**PROMPT**
Starting at the line that contains "for every instance of the eagle's white", print every remaining line of the entries, unchanged, and output nothing more.

++++++

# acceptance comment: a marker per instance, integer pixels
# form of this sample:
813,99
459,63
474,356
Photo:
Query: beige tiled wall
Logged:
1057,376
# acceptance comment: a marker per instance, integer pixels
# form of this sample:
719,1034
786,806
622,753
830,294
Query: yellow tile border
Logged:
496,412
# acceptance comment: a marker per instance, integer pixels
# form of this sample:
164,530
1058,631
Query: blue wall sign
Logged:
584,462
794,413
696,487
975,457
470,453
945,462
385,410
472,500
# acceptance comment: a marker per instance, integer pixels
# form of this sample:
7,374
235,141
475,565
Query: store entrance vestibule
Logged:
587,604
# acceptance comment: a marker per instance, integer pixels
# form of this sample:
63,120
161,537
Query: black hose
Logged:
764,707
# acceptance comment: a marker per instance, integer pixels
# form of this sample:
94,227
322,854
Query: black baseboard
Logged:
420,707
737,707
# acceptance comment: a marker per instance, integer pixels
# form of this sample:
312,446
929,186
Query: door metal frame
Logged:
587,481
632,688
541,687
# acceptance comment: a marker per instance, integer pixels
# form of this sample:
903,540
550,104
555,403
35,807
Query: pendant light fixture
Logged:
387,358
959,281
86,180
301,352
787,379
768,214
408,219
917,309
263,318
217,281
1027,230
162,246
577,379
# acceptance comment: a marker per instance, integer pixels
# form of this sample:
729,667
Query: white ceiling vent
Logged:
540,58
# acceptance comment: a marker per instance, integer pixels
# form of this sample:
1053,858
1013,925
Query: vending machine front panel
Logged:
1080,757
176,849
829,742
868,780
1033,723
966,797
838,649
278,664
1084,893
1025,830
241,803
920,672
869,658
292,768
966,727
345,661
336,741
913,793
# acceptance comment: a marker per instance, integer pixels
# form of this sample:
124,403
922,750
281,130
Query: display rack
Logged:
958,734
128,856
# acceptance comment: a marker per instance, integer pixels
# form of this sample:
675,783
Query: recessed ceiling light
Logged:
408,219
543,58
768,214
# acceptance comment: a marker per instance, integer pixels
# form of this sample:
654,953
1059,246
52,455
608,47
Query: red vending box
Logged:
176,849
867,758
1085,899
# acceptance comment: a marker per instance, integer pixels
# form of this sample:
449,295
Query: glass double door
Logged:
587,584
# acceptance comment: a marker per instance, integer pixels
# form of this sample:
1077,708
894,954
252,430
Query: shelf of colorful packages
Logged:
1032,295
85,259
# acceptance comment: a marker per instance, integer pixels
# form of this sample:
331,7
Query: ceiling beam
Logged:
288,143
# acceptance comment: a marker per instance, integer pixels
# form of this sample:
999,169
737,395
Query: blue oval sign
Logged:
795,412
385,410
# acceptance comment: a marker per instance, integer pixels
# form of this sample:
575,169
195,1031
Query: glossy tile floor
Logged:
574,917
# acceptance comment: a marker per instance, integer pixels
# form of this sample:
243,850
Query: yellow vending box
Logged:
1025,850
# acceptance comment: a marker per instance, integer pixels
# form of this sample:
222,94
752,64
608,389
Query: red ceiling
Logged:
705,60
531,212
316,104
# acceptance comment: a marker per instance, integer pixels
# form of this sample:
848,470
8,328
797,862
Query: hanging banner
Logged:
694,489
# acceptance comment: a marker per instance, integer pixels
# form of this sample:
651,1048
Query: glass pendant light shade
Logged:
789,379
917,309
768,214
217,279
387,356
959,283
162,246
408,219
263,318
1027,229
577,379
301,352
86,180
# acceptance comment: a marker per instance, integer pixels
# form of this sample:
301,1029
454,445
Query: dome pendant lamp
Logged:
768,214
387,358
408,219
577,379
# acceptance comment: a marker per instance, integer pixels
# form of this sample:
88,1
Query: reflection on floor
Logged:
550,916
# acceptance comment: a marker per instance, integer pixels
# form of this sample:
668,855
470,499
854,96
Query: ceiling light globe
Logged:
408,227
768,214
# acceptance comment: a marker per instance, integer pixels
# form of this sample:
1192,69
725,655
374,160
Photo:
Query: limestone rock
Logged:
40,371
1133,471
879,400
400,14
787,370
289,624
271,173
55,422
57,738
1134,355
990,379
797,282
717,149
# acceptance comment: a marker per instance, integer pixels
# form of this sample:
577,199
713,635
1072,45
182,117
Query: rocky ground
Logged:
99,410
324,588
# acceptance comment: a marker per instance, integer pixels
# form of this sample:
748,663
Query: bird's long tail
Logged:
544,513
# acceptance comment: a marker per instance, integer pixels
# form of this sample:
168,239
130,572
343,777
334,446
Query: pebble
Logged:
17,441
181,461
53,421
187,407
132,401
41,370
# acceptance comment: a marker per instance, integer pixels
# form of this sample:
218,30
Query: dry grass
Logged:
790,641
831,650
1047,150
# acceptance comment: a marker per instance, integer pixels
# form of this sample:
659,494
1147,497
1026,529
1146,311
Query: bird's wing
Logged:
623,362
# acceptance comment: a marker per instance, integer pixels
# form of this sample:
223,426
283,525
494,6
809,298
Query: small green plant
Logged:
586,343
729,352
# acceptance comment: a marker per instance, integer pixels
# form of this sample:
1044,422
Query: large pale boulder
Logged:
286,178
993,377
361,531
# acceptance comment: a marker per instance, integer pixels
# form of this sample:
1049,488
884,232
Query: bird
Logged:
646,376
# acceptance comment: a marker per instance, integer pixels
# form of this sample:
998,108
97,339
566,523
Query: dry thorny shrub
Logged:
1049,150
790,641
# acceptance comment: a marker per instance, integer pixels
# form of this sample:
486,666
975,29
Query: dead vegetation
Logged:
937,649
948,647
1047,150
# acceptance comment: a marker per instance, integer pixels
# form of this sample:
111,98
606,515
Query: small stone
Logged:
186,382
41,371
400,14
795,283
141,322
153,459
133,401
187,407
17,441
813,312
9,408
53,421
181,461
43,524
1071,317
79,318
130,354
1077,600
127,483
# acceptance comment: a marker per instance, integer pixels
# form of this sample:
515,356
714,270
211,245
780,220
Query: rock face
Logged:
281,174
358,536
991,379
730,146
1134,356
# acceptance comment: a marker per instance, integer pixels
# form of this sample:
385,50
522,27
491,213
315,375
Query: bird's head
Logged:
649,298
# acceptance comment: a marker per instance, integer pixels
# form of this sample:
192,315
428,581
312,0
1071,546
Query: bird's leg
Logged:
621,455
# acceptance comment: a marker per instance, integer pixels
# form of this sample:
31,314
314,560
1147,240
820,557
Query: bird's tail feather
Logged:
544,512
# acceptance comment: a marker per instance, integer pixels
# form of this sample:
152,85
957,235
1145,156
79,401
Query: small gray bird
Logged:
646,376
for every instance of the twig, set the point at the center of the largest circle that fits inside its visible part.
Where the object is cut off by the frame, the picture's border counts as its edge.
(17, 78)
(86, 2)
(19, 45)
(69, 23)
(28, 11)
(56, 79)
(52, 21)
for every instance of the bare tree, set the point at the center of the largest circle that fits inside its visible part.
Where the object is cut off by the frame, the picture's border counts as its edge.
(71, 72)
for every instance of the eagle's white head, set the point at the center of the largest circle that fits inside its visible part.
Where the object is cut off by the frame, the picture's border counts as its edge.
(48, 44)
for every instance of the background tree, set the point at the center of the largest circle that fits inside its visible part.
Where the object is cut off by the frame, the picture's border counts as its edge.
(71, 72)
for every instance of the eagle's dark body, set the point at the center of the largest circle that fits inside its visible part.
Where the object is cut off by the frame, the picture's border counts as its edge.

++++++

**EXERCISE SOLUTION**
for every instance of the eagle's white head, set the point at the center of the largest circle that fits inside its visible part.
Where the object is cut off by the frame, the picture's border counts as its edge.
(48, 44)
for every instance of the background tree, set the point at the center of the largest circle that fits inside its visible part.
Where the object is cut off by the frame, the picture's border counts as its edge.
(71, 72)
for every instance of the eagle's dark body, set the point at the center of the largest circle that fits inside its visible part.
Where the object is cut off by the frame, the picture's border counts as its edge.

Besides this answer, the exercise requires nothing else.